# Source extract
The coronavirus pandemic has caused a major shift in the way people consume art and entertainment. U.S. Latino film festivals, like many others, were forced to cancel events or move in-person screenings onto virtual platforms. With most of this year’s Latino film festivals wrapped up, officials at the New York Latino Film Festival (NYLFF) and Los Angeles Latino International Film Festival (LALIFF) have started to reflect on how they were able to overhaul their fests and what lessons they learned as they move into a still uncertain 2021.
For Executive Director of LALIFF Rafael Agustín, the pandemic drove him and his team to transform their event into a fully virtual one.
“There were a lot of lessons learned,” Agustín tells Remezcla. “I’m very proud because we were able to sell out almost every single screening. Let it be known that Latinos went first. Every major film festival froze and we said, ‘We need to do this for us.’”
NYLFF took a different yet similar approach. As COVID-19 cases increased in New York and turned the city into a virus hotspot, NYLFF Founder and Executive Director Calixto Chinchilla wondered what was to become of the festival he had created in 1999 and revived in 2017. NYLFF had taken place in August since then, so Chinchilla and his team were once again deep into planning an in-person event for the summer.
There were a lot of lessons learned.
“Like everyone else, we were just wondering what was happening,” Chinchilla tells Remezcla. “At first, we were like, ‘Let’s wait and see,’ but then we realized we were going to have to pivot and take a different approach. It made us become more creative.”
It would have been very easy to scrub the 2020 event off the schedule and blame it on the worst health crisis the country has seen in a century but Chinchilla refused to quit.
“I knew I had to try to pull it off,” he says. “I wanted to invest [in] these Latino and Black communities like the Bronx and Queens because they were the hardest hit. So, we had to come up with a plan and develop a playbook.”
The 2020 NYLFF playbook came with some good moves. Along with streaming films live on its digital platform each day for a full week, NYLFF held digital conferences and virtual panels. It also introduced a drive-in theater experience to screen movies in a safe, outdoor environment for festival participants who wanted to get away from their computers for a couple of hours.
“Two weeks before the event, we were still wondering if it was really going to happen,” Chinchilla tells us. “We had to learn all these rules and come up with blueprints. It was like we were building a show. Once you’re in that ambitious mode, you either take flight or you don’t.”
We had to come up with a plan and develop a playbook.
At the end of the journey, Chinchilla calls the NYFF this year a success. As he looks forward to 2021, he hopes things will finally get back to normal. That, however, won’t mean abandoning some of the successful elements they adopted for the festival this year.
“We don’t know what the festival will look like next year, but we want to continue doing what is going to excite people,” he says.”We want to turn it up a notch and build off of the success of this one.”

# Exercise
Summarize the article on Latino film festivals during the pandemic in two sentences.

# The data
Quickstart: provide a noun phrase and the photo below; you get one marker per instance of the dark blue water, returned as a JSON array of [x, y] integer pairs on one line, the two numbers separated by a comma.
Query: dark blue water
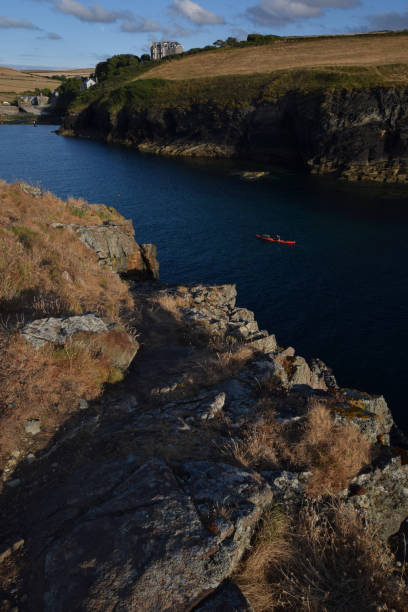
[[341, 294]]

# Exercise solution
The coronavirus pandemic forced U.S. Latino film festivals to cancel events or move screenings online, and the Los Angeles Latino International Film Festival became a fully virtual event that sold out almost every screening. The New York Latino Film Festival streamed films for a week, held digital conferences and virtual panels, and added a drive-in theater, and its founder calls this year a success that he wants to build on in 2021.